= Aim =
Tally how many lines of the records below contain the string "shirt", matching case exactly, and give only that number.

= Input =

□ □ □

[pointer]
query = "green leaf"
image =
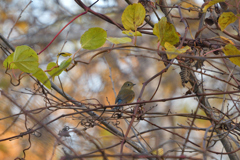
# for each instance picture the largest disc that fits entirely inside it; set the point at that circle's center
(55, 71)
(133, 16)
(131, 33)
(225, 19)
(231, 50)
(119, 40)
(42, 77)
(64, 54)
(172, 51)
(8, 62)
(211, 3)
(26, 59)
(165, 32)
(65, 64)
(93, 38)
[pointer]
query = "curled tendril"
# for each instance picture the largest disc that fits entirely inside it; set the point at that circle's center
(88, 123)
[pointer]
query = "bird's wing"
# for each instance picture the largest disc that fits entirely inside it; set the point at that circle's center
(125, 96)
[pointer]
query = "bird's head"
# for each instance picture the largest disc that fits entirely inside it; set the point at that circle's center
(128, 85)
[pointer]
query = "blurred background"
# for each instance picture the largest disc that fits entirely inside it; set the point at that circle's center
(38, 25)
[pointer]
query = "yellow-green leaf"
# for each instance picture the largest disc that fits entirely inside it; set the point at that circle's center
(26, 59)
(65, 64)
(8, 62)
(119, 40)
(225, 19)
(64, 54)
(172, 51)
(231, 50)
(165, 32)
(42, 77)
(131, 33)
(133, 16)
(93, 38)
(211, 3)
(55, 71)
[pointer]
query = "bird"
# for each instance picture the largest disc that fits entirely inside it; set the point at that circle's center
(125, 95)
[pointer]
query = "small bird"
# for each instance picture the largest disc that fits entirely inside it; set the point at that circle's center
(125, 95)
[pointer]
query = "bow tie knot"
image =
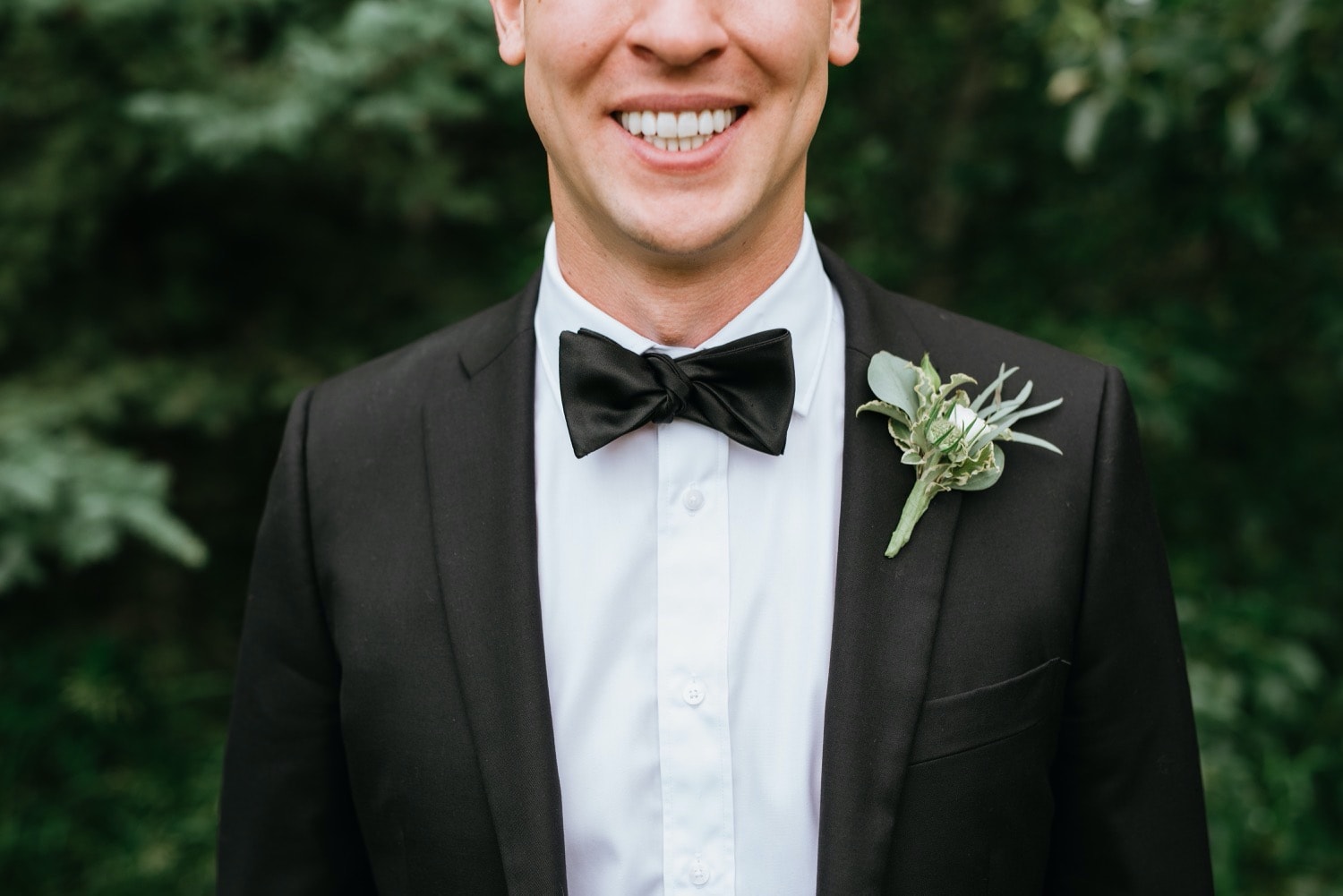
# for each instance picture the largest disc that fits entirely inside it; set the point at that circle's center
(743, 388)
(676, 386)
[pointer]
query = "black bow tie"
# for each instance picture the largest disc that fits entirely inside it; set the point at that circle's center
(743, 388)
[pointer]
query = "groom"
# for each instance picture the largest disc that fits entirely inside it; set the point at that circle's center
(588, 593)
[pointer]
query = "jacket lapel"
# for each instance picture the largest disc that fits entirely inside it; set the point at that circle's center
(885, 611)
(480, 452)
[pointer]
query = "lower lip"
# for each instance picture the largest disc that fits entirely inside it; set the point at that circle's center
(685, 160)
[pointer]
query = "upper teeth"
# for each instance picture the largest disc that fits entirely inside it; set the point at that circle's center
(677, 129)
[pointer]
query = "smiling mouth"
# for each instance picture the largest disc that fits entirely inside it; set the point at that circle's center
(679, 131)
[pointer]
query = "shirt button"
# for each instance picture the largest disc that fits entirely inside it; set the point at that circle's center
(693, 692)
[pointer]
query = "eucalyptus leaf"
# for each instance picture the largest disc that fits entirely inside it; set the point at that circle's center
(892, 379)
(1031, 439)
(988, 389)
(988, 476)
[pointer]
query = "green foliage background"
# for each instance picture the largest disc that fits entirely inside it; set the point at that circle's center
(206, 206)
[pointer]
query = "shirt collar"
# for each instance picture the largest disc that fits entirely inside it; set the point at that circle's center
(802, 301)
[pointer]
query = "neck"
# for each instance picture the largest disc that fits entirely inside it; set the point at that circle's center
(676, 300)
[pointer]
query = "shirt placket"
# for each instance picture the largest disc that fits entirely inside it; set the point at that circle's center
(693, 576)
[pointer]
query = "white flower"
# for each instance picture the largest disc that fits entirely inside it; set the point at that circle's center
(971, 424)
(945, 435)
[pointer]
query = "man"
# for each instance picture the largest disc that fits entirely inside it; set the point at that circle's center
(499, 644)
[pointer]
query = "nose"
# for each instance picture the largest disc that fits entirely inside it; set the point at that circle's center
(677, 32)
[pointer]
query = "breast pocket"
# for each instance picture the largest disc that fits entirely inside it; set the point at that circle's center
(963, 721)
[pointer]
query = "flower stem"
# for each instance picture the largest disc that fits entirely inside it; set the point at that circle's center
(915, 507)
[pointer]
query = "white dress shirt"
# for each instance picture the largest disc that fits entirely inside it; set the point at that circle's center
(687, 598)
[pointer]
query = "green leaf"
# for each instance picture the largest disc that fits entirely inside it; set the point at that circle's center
(886, 408)
(988, 477)
(892, 379)
(1031, 439)
(988, 389)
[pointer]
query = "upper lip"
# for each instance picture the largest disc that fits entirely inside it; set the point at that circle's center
(677, 102)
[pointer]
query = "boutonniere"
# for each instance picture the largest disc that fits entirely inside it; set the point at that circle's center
(948, 438)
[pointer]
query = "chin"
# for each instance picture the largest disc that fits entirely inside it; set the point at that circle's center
(689, 238)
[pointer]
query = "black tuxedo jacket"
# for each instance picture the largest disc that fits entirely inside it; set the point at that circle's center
(1007, 705)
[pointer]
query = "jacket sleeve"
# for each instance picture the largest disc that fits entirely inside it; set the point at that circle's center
(1128, 794)
(287, 821)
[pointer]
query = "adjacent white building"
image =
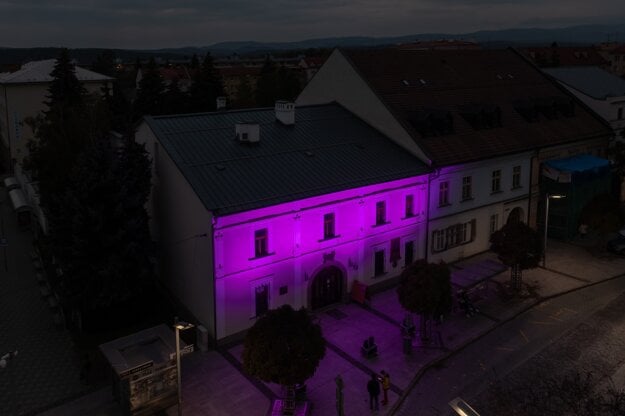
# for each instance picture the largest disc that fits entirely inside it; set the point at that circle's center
(22, 96)
(483, 120)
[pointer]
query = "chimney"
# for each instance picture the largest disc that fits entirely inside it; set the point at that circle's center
(247, 132)
(285, 112)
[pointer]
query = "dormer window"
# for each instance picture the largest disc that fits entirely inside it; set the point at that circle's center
(380, 213)
(261, 248)
(409, 206)
(328, 226)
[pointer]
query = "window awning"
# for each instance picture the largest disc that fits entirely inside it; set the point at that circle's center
(11, 183)
(564, 170)
(18, 200)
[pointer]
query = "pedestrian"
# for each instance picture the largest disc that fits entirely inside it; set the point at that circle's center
(583, 230)
(386, 385)
(85, 369)
(339, 395)
(373, 387)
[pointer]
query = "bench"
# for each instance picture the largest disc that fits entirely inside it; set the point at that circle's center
(360, 293)
(369, 348)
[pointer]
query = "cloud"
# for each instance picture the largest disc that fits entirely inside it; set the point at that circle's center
(161, 23)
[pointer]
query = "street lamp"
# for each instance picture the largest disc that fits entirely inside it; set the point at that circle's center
(549, 196)
(179, 326)
(4, 360)
(462, 408)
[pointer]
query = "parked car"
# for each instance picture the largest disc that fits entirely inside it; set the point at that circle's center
(617, 245)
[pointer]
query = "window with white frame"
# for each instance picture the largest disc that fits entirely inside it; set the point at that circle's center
(516, 177)
(467, 188)
(495, 185)
(328, 226)
(494, 223)
(439, 240)
(380, 213)
(408, 253)
(261, 298)
(443, 194)
(453, 236)
(409, 208)
(261, 246)
(395, 251)
(378, 262)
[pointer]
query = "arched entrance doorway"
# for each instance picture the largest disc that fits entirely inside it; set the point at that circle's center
(326, 288)
(516, 215)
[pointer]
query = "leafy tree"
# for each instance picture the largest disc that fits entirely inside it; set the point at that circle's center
(519, 247)
(195, 62)
(616, 152)
(206, 87)
(267, 85)
(283, 347)
(174, 100)
(150, 92)
(425, 289)
(245, 94)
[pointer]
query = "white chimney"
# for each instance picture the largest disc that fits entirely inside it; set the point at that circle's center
(248, 132)
(285, 112)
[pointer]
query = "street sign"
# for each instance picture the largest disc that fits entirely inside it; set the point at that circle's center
(183, 351)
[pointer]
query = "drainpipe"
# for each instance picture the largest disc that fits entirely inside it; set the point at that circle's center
(427, 219)
(6, 110)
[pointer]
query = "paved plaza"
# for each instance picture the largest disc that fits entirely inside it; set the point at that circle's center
(46, 369)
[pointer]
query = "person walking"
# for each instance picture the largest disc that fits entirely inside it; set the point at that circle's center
(373, 387)
(386, 385)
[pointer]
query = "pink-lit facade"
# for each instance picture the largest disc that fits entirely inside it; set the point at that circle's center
(315, 249)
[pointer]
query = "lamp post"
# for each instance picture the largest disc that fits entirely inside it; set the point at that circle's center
(462, 408)
(179, 326)
(548, 197)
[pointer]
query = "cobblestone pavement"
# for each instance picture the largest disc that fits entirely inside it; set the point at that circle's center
(45, 371)
(596, 345)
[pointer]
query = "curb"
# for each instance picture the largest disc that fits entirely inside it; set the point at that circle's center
(398, 403)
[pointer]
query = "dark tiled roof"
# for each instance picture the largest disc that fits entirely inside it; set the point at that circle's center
(591, 80)
(564, 56)
(449, 84)
(327, 150)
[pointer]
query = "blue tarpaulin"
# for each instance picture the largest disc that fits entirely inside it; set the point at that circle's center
(579, 163)
(581, 167)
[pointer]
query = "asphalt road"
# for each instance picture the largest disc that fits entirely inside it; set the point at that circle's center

□ □ □

= Complete output =
4